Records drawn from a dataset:
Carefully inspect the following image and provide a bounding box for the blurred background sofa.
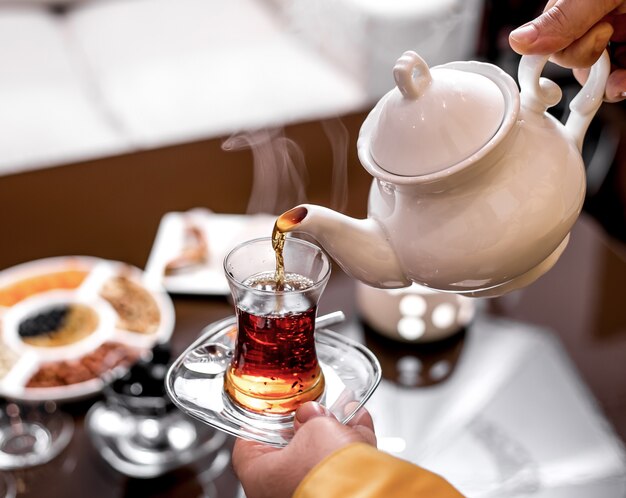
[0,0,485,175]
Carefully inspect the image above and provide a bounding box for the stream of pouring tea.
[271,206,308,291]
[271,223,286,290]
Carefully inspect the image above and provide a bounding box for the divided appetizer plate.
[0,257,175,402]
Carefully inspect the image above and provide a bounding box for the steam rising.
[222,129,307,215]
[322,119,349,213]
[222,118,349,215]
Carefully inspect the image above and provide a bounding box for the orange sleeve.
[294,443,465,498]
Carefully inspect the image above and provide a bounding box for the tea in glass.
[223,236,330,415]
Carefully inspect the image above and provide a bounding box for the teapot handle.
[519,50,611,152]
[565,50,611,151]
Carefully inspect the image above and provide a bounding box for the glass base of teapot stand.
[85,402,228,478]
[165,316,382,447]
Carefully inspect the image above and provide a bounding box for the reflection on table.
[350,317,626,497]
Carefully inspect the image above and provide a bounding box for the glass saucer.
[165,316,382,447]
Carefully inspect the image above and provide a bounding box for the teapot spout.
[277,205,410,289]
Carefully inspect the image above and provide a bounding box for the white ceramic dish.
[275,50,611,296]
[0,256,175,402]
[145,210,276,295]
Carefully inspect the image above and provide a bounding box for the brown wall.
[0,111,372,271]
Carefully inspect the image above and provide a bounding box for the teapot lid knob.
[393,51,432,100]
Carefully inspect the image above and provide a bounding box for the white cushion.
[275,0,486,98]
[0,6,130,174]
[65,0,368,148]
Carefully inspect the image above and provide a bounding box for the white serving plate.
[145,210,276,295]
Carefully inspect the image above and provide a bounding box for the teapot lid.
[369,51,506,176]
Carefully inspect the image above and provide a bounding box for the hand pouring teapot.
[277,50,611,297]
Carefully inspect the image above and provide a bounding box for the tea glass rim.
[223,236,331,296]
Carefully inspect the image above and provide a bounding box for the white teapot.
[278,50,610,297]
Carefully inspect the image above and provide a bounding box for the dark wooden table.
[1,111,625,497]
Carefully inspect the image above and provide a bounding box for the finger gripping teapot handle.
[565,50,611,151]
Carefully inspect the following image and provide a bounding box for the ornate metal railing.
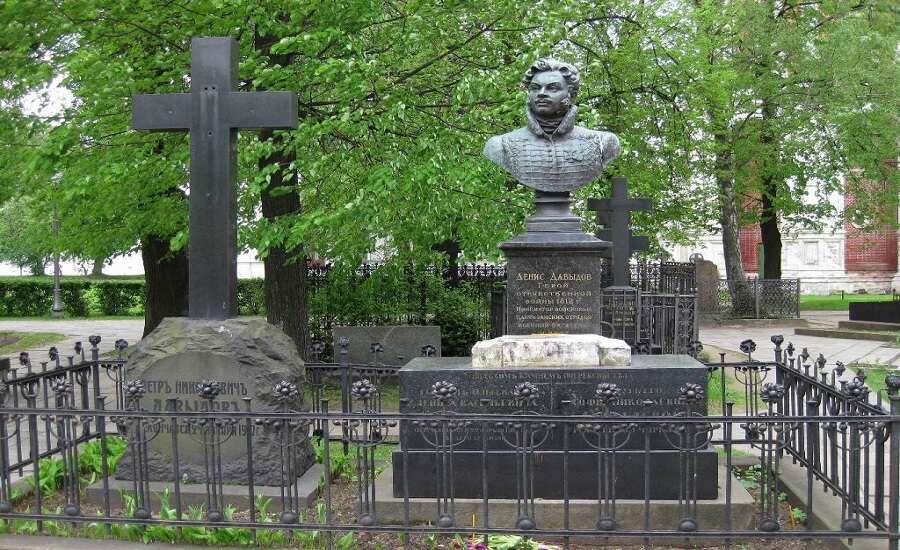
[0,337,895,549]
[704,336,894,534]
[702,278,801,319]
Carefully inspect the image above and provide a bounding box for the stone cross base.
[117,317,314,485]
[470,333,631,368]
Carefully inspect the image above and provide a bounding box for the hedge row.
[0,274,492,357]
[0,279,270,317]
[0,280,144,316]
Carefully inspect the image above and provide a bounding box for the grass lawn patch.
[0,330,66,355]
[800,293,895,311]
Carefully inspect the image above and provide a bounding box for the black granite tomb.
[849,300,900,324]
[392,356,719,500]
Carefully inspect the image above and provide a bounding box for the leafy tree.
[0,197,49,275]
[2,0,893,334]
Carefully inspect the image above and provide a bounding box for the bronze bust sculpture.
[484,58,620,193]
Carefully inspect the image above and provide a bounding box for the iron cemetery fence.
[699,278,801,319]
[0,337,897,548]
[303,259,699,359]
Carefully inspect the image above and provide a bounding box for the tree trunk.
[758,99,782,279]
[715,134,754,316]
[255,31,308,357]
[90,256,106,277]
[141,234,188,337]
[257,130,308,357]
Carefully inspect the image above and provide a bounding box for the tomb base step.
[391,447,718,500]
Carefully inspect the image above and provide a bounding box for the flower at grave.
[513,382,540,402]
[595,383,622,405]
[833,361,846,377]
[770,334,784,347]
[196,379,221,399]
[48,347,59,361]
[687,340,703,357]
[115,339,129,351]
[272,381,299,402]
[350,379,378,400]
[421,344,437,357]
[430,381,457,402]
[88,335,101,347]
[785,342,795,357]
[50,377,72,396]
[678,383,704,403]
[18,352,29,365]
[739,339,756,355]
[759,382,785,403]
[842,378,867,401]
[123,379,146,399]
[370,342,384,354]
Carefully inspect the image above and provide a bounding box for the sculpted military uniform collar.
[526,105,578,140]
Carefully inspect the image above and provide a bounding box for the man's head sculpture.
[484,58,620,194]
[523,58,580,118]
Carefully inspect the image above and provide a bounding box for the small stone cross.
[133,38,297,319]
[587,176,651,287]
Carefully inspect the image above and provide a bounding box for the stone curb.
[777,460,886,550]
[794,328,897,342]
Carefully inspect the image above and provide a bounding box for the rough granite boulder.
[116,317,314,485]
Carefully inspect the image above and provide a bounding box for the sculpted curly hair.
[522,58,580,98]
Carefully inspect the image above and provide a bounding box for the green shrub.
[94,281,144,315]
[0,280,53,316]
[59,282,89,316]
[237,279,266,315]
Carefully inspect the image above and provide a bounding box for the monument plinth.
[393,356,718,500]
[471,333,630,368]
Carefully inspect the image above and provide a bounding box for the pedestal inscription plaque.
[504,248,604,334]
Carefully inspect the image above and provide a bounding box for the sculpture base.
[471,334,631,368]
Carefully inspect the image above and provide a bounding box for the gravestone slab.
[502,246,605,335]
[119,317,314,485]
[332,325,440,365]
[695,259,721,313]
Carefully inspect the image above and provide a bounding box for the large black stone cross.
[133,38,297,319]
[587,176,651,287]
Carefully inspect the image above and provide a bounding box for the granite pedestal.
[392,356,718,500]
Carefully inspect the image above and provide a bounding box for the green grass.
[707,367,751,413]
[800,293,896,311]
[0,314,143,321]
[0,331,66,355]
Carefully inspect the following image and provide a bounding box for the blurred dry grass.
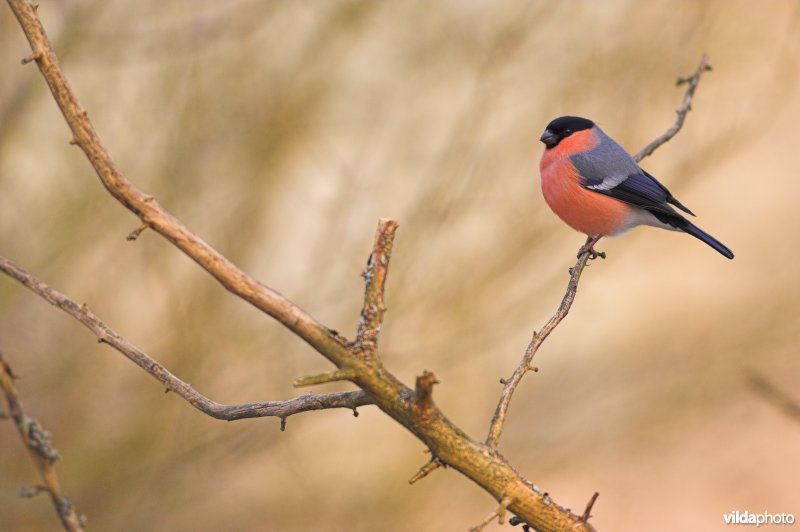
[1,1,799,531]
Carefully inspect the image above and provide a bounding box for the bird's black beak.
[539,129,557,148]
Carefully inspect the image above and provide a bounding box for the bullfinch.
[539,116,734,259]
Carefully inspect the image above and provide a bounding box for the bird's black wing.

* Try it *
Each record above should be duplicated word for word, with no pictures included.

* Problem solution *
Carefully inspect the following image and provide a bounding box for the blurred background sofa.
[0,0,485,175]
Carefully inspect the image above and provide a bounding box for the stream of pouring tea.
[271,206,308,291]
[271,223,286,290]
Carefully inspect the image above and provide a bounding box for the divided appetizer plate.
[0,257,175,402]
Carefully inspect the image above and provide a bounding box for the steam rising.
[222,129,307,215]
[322,119,349,213]
[222,118,349,215]
Carefully inspect the image above and provide a bounding box for the orange sleeve.
[294,443,465,498]
Carefully inspect the image above and provide a bounding box for the tea in glass.
[223,236,330,415]
Carefully inspect the image above and provide a bounding box for the teapot handle.
[519,50,611,152]
[565,50,611,151]
Carefully inspect the image above and provide a bounding box for the glass base of teapot stand.
[85,402,228,478]
[165,316,382,447]
Carefully inspect the image above and provide a bounding box for the reflection on table.
[350,317,626,497]
Carefully inspect the image above and provide a bounding box for the glass saucer.
[165,316,382,447]
Carefully inspect the image above and provide a bounding box for the teapot spout.
[277,205,410,289]
Carefully inspect the image above and provide a bounding box for the white ceramic dish.
[275,50,611,296]
[0,256,175,402]
[145,210,276,295]
Carefully inspect the image above and provide a bounding box for the brown wall.
[0,111,372,271]
Carefully inspect the image above and provide a bounding box for the teapot lid knob.
[393,51,432,100]
Carefully inspect the image above and provide a bounding box for the white cushion.
[275,0,486,98]
[0,6,130,174]
[65,0,368,148]
Carefully inspect the image above and provide a bounding box for the white serving plate.
[145,210,276,295]
Carefully inspect the image above and provide a bounding box for the teapot lid.
[369,51,506,176]
Carefully inspect the image above and provide a bounding box for the hand pouring teapot.
[277,50,611,297]
Carefully inspect the image above and provide a bounding box for the tea glass rim.
[223,236,331,296]
Carefully inspect the image above and provide a bounding box for the white teapot.
[278,50,610,297]
Carefully inspect the image above and provide a bounding box for the dark wooden table.
[1,111,625,497]
Carefully inspect the image above and provide a bounding box for the finger gripping teapot handle.
[565,50,611,151]
Carefully inspect the following image and provide a bounding box for the ornate metal railing.
[0,337,895,549]
[704,336,894,534]
[702,278,801,319]
Carefully inspect the image above and provide a bounding box for the stone cross base.
[117,317,314,485]
[470,333,631,368]
Carefully inspect the image above and provide a bounding box for the hedge row.
[0,274,492,357]
[0,279,270,317]
[0,280,144,316]
Carefully inspect the image above and provide a bounding box for the grass lawn patch.
[0,330,66,355]
[800,293,895,311]
Carefully inspect the image above and provide a bounding box for the black granite tomb.
[849,300,900,324]
[392,356,719,500]
Carefully inspect the image above and provide a bounding box for the leafy tree.
[0,197,49,275]
[2,0,893,334]
Carefully inspect the image above and provide a bounding box for the bronze bust sculpture.
[484,58,620,193]
Carefully inspect the image above and provide a bounding box for the iron cemetery fence.
[699,278,801,319]
[0,337,897,548]
[303,259,699,359]
Carefully inspect the image above and provide a bounding box for the tree trunk.
[758,99,782,279]
[715,134,754,316]
[255,31,308,357]
[90,256,106,277]
[141,234,188,337]
[257,130,308,357]
Carefully inspect the image above and provide a bounding box for the tomb base step.
[391,447,718,500]
Carefully inspect the image above and provide a bounding box for the flower at grave.
[513,382,540,402]
[595,383,622,405]
[833,361,846,377]
[770,334,784,347]
[196,379,221,399]
[48,347,59,361]
[687,340,703,357]
[115,339,129,351]
[272,381,299,402]
[350,379,378,400]
[421,344,437,357]
[430,381,457,402]
[88,335,101,347]
[785,342,795,357]
[50,377,72,396]
[678,383,704,403]
[18,352,29,365]
[739,339,756,355]
[759,382,785,403]
[842,378,867,401]
[123,379,146,399]
[370,342,384,354]
Carefully inspect the image above and provide a bounding box for the sculpted military uniform collar.
[526,105,578,140]
Carefully inspect the image above and provide a bounding box for the man's head sculpture.
[484,58,620,194]
[523,58,580,118]
Carefully inspect the image above and provide a bounding box for the small stone cross.
[133,38,297,319]
[587,176,651,287]
Carefully inspect the image above and provide a bounding box for the stone curb.
[777,460,886,550]
[794,328,897,342]
Carefully inspect the image above and provide a bounding box for the rough granite boulder.
[116,317,314,485]
Carefully inspect the image above and provide a bounding box for the sculpted curly hair.
[522,58,580,98]
Carefully inspect the image above and provide a bounding box for the green shrub.
[94,281,144,315]
[0,280,53,316]
[59,282,89,316]
[237,279,266,315]
Carefully inspect the image above and provide a bounding box for the monument plinth.
[393,356,718,500]
[471,333,630,368]
Carefully inspect the image above and provide a bounding box for the pedestal inscription plaque.
[504,248,604,334]
Carefully inspect the image above and provide a bounding box for the sculpture base.
[471,334,631,368]
Carefully inspect the image above and provide a bounding box for the gravestone slab.
[502,246,605,335]
[119,317,314,485]
[332,325,440,365]
[695,259,721,313]
Carefully inspect the image above and provide a bounding box for the large black stone cross.
[133,38,297,319]
[587,176,651,287]
Carefully inspect the image above and provide a bounding box for the granite pedestal.
[392,356,718,500]
Carefully inspect the image above and provide a bounding box for the green grass.
[707,367,751,413]
[800,293,896,311]
[0,314,143,321]
[0,331,66,355]
Carefully inspect the following image and provide a bounding box for the blurred dry grass.
[1,1,799,531]
Carefully inspect the image above and provide a bounding box for the bird's black beak.
[539,129,557,148]
Carefully inspect the image above and provide a bounding box for the bullfinch.
[539,116,734,259]
Carefully inspect the image above and provide a bounding box for the bird's black wing.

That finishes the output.